DIRECTIONS FOR THIS TASK | Rewrite the records below as a Markdown table with the columns No. and Line, one row per line with blank lines skipped. Leave the pictures out of the answer.

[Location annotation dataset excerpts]
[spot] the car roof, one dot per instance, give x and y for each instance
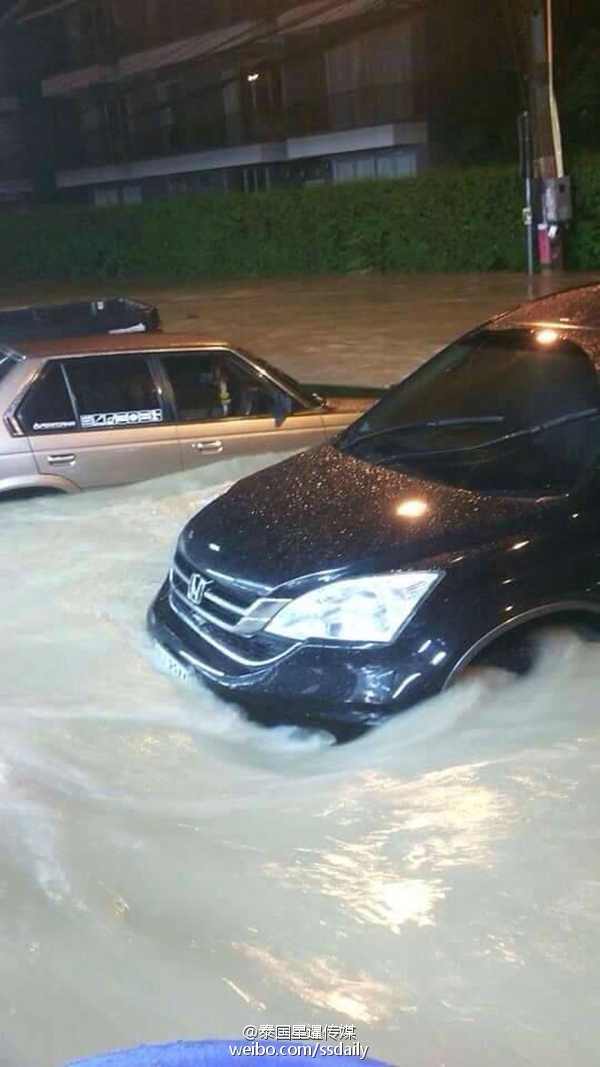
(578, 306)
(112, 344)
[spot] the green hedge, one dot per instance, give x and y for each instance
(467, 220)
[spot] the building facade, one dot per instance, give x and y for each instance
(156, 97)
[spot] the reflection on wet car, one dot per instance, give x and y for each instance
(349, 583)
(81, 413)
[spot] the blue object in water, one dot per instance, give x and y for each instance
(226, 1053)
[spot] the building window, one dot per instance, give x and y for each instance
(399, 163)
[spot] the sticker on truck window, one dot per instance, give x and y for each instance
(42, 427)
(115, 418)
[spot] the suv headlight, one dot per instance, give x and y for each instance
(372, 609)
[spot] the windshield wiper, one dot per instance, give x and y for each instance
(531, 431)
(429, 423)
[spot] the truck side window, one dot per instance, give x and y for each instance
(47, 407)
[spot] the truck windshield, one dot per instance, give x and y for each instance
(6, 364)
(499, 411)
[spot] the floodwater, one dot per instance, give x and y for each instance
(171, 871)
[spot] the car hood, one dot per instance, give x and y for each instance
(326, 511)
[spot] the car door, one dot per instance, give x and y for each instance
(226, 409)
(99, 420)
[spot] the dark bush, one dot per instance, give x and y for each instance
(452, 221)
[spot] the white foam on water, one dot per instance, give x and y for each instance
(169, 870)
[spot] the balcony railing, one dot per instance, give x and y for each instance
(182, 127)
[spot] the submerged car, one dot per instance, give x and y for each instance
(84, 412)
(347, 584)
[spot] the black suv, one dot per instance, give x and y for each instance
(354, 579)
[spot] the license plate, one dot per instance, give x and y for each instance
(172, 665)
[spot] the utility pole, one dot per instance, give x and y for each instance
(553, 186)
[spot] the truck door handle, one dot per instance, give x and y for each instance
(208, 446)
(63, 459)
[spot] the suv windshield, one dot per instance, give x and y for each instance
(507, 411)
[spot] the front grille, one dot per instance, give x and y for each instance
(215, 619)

THE REPLY |
| No. | Line |
|---|---|
| 1 | [spot] the car roof, one dot per instance, give x and y for each instance |
| 2 | (578, 306) |
| 3 | (112, 344) |
| 4 | [spot] the green hedge, one dot per instance, give x and y for each instance |
| 5 | (467, 220) |
| 6 | [spot] the building facade, one dot per instance, give x and y for each instance |
| 7 | (156, 97) |
| 8 | [spot] the reflection on wet car, one dot per instance, give x and y for each instance |
| 9 | (349, 583) |
| 10 | (81, 413) |
| 11 | [spot] the blue object in water, one dot per instance, give x and y for each instance |
| 12 | (226, 1053) |
| 13 | [spot] the building window, one dot per instance, give x and y for each instance |
| 14 | (399, 163) |
| 15 | [spot] the sticker on truck window, one dot per instance, give x and y for each instance |
| 16 | (42, 427) |
| 17 | (115, 418) |
| 18 | [spot] the suv headlight, one dot per instance, give x and y for each instance |
| 19 | (372, 609) |
| 20 | [spot] the windshield wiper, one dot per instance, give x and y for each instance |
| 21 | (531, 431) |
| 22 | (429, 423) |
| 23 | [spot] the truck side window, one dot per instance, give x and y for each instance |
| 24 | (47, 407) |
| 25 | [spot] the truck windshield, one dot per instance, give x and y for each instance |
| 26 | (6, 364) |
| 27 | (499, 411) |
| 28 | [spot] the floodwater, one dot per instance, give x and y for each instance |
| 29 | (171, 871) |
| 30 | [spot] the car hood, one dot per instance, give x and y for each instance |
| 31 | (326, 511) |
| 32 | [spot] the car door, one dot per instance, give x and y for each instance |
| 33 | (226, 409) |
| 34 | (99, 420) |
| 35 | [spot] the dark bush, one dot per instance, give x and y for each instance |
| 36 | (452, 221) |
| 37 | [spot] the white foam on water, one dot per instance, give x and y for each instance |
| 38 | (169, 870) |
| 39 | [spot] the balcony railing, one dot per instance, give x and y for each instance |
| 40 | (182, 127) |
| 41 | [spot] the submerged car, one dot per instance, give x and y for each instance |
| 42 | (84, 412) |
| 43 | (347, 584) |
| 44 | [spot] the black suv, one dot per instance, give x and y for each instance |
| 45 | (354, 579) |
| 46 | [spot] the license plate, one dot per instance, give x and y for each instance |
| 47 | (172, 665) |
| 48 | [spot] the utility pole, one dot per instance, give x and y for each instance |
| 49 | (553, 186) |
| 50 | [spot] the truck door handle, one dot per instance, give x and y for each instance |
| 51 | (208, 446) |
| 52 | (63, 459) |
| 53 | [spot] the suv windshield, one dot per instance, give x and y for each instance |
| 54 | (507, 411) |
| 55 | [spot] the front grille, one dot per instance, give x and y for each instance |
| 56 | (215, 619) |